Activity A:
Read the diary entry and decide whether each statement agrees with it: (i) Diego had the day off from work. (ii) The new TV is a 65 inch model. (iii) Diego drove through the puddle only once. Answer yes or no for each, quoting the words from the diary entry that decide it.
Activity B:
Retype the stretch of the diary entry from "I know in my" through "to fight about.", changing nothing.

Excerpt to read:

Today wasn’t a hard day, but there was a lot going on. Which usually means no nap before bedtime. It seems like my energy levels are exceptionally low when I am not working, so naps are nearly required for me to get through my day.
Today, Diego had the day off from work so we went to town for him to get his hair cut by an old co-worker. He dropped me off at my mom’s house, so we talked about how Diego called me his girlfriend again and how he asked me to move back in. The choice seemed obvious to me, but it is somewhat stressful due to doubt.
What if we break up again? What happens once things fall apart?
I know in my heart that this time, things are truly different now that I have quit gambling for good. But the doubts are still there. Today we got into our first “fight” since we got back together. Everything was so blissful up until tonight, I didn’t think we had anything left to fight about.
Before I get into that, the rest of the day went well. He came over to my mom’s house after he got his hair cut and my mom bought us lunch that we all enjoyed from a local burger joint. We finally put my new tv into my car to take back to Diego’s to put into our bedroom. It’s a Samsung 55 inch curved smart TV and I am very excited about it because I can use my Samsung Galaxy S20+ as a TV remote which I think is neat.
We got gas, went to Diego’s work so he could get a money order, and I talked to my friend who also works there. Then we went home. Diego asked if I missed being single and I said no. I told the story of the first date I travelled to Seattle for and got physically burned. I told him that was almost as scary of a situation as when I was raped. He asked me if my friends knew that happened to me and I said Brent did, but there’s not much anyone could do or say to change the facts of the matter.
Diego was driving my car and both times going through the streets, he went through this big puddle of water and got mud and dirt on my car. My car already needs a bath, but it kind of made me mad because the neighbors in my mom’s neighborhood don’t like when people go through the puddle because it puts more standing water in their yard. I told Diego after the fact that little detail, but because I said it laughing, he thought I was joking. So he did it a second time. I told him I didn’t want my car dirty and the thing about the neighbors was real. He kinda just says “Sorry” and we move on.

Records provided:
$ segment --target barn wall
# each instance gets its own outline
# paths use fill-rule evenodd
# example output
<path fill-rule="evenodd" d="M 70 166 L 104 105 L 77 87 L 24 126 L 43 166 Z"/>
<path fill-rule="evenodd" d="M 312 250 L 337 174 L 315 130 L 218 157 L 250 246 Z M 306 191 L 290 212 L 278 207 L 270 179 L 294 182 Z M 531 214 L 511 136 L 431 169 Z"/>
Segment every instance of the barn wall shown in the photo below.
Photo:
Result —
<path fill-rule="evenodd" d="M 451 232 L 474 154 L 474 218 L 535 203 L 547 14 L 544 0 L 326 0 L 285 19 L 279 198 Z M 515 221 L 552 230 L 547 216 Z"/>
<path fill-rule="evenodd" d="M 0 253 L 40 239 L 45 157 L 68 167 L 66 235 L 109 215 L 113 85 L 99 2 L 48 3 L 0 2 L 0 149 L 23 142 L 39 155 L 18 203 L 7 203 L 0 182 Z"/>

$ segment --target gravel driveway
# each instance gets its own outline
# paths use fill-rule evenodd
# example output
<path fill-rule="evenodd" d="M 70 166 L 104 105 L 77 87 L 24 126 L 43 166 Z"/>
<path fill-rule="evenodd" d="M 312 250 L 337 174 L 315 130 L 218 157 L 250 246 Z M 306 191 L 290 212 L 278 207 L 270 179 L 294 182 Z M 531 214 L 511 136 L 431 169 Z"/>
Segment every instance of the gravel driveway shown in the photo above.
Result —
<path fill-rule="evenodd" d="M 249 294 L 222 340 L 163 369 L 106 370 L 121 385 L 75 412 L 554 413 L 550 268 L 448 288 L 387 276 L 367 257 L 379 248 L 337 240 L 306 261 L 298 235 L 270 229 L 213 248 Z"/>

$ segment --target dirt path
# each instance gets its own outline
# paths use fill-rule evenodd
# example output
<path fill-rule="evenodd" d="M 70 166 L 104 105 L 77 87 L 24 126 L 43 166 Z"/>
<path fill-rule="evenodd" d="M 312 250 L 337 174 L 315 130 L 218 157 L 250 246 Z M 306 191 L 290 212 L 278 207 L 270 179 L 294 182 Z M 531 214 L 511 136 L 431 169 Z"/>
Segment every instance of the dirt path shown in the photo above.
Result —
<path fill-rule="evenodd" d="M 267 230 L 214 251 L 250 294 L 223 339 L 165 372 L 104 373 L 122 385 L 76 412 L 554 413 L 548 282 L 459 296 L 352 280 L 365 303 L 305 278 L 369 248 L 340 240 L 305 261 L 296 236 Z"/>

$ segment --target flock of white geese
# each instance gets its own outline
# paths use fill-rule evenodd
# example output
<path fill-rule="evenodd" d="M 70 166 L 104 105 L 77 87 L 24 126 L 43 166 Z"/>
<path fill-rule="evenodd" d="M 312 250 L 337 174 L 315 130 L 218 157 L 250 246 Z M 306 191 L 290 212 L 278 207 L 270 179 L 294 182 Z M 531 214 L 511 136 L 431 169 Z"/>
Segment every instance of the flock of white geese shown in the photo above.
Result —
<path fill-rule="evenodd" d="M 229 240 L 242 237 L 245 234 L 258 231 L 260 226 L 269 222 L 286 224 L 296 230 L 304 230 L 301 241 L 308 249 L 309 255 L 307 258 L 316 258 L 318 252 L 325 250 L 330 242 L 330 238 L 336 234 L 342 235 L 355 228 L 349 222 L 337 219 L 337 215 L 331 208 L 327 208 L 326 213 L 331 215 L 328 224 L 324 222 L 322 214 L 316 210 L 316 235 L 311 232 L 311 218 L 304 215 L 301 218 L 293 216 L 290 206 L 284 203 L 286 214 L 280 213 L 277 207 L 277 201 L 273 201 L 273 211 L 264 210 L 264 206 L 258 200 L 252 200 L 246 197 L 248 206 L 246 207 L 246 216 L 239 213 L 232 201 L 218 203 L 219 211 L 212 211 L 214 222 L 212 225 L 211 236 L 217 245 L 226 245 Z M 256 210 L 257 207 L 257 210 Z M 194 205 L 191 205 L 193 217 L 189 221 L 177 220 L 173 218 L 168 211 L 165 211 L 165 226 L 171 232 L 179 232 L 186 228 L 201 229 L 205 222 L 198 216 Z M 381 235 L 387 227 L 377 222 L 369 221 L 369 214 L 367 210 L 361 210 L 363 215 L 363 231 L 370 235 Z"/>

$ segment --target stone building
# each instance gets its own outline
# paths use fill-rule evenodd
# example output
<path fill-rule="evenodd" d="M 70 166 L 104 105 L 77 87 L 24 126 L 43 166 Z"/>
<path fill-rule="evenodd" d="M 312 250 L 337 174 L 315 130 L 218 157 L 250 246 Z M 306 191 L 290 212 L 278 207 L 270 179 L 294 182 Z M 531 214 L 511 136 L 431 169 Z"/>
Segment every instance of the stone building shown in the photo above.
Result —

Response area A:
(i) Yes: "Today, Diego had the day off from work"
(ii) No: "It’s a Samsung 55 inch curved smart TV"
(iii) No: "So he did it a second time."

Response area B:
I know in my heart that this time, things are truly different now that I have quit gambling for good. But the doubts are still there. Today we got into our first “fight” since we got back together. Everything was so blissful up until tonight, I didn’t think we had anything left to fight about.